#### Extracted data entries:
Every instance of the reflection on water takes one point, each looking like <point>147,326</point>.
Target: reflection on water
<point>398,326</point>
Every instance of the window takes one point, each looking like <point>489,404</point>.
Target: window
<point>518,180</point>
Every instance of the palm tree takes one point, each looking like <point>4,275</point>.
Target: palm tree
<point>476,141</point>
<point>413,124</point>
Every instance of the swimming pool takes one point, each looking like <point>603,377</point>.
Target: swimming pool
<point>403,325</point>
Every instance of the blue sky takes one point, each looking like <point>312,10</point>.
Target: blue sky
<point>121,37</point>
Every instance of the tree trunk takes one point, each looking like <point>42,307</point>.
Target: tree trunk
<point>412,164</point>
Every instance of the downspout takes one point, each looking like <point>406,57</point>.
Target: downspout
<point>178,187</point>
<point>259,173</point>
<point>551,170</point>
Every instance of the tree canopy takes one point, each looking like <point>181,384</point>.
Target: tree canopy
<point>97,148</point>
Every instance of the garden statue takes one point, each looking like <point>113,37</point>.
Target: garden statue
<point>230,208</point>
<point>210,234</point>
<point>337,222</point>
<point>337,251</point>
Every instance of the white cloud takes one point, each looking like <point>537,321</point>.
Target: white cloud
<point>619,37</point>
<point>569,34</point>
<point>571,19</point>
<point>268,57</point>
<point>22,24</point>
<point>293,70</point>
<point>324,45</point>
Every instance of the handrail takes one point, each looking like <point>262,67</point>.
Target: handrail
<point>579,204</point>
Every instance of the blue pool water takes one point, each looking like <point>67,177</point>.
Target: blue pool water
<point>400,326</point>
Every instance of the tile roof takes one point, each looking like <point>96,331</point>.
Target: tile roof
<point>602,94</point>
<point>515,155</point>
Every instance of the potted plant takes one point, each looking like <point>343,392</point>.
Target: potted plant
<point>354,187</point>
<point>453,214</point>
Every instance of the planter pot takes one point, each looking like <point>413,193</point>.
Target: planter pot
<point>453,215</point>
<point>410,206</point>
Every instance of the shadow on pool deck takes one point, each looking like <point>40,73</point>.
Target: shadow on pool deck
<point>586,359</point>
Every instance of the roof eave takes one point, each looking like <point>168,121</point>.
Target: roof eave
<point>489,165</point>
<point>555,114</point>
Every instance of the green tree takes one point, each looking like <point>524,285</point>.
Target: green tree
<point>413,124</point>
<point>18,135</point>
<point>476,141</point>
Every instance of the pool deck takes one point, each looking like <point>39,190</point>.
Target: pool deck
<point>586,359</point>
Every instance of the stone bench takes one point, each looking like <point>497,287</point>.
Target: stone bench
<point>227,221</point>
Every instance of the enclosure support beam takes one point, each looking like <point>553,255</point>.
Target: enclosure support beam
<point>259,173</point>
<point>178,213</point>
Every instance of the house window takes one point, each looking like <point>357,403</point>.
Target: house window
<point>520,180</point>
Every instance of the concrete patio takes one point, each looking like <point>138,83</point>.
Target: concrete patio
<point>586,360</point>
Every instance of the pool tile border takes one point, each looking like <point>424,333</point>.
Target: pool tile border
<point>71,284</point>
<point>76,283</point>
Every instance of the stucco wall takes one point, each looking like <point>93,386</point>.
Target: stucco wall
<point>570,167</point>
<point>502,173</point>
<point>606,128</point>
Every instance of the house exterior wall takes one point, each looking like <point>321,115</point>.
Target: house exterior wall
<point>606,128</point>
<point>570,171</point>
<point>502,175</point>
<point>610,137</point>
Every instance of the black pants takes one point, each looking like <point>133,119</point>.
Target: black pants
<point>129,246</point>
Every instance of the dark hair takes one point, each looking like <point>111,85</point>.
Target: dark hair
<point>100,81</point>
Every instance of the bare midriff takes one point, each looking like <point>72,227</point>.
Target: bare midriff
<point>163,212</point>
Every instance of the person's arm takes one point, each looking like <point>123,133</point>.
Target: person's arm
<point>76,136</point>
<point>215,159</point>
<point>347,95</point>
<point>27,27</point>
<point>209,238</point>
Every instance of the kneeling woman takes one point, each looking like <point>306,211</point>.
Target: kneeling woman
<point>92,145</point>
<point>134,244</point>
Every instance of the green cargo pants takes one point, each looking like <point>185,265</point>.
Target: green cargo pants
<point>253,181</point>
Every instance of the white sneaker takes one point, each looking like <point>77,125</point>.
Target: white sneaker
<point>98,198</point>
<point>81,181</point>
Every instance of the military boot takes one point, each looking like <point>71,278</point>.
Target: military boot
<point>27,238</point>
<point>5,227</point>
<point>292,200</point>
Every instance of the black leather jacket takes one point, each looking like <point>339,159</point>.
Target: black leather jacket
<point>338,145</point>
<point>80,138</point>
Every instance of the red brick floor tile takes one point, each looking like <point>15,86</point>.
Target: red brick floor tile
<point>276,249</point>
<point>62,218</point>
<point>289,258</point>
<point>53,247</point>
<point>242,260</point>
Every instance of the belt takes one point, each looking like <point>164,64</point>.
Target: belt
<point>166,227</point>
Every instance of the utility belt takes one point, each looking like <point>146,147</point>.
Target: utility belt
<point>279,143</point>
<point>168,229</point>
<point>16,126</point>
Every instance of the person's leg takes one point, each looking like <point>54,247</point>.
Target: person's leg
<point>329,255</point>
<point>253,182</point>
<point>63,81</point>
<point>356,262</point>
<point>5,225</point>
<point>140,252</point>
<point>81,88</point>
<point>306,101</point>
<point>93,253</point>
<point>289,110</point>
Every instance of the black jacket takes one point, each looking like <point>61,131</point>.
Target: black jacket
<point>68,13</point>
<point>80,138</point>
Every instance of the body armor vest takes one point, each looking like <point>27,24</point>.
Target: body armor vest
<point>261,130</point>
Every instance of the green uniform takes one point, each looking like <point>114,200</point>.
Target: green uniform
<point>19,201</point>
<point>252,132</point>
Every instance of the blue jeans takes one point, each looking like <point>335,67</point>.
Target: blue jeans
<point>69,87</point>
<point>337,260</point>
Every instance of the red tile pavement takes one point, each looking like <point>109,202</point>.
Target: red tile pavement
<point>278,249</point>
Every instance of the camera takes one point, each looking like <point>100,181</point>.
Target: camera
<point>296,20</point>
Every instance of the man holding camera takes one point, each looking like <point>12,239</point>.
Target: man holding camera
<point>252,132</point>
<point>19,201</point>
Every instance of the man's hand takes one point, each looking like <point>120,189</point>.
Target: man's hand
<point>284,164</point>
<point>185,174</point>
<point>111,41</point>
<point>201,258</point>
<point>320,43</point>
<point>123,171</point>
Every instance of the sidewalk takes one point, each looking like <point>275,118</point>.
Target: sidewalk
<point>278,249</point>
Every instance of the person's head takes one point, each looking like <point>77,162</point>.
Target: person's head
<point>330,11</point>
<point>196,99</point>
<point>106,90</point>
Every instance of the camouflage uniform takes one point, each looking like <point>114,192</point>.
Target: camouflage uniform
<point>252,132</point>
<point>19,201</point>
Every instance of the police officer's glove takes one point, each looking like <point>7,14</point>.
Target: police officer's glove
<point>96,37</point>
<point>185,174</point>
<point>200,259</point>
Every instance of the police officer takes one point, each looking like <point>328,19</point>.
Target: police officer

#### Work to be completed:
From the records above, quote only the lines running from the line with "Target: red tile pavement" to the line with "Every instance of the man's", both lines included.

#### Written reply:
Target: red tile pavement
<point>278,249</point>
Every instance of the camera takes one point, each looking like <point>100,181</point>.
Target: camera
<point>296,20</point>
Every instance of the man holding camera takes one point, each looking like <point>12,239</point>.
Target: man holding camera
<point>252,132</point>
<point>19,201</point>
Every instance of the man's hand takes one point, each looking like <point>120,189</point>.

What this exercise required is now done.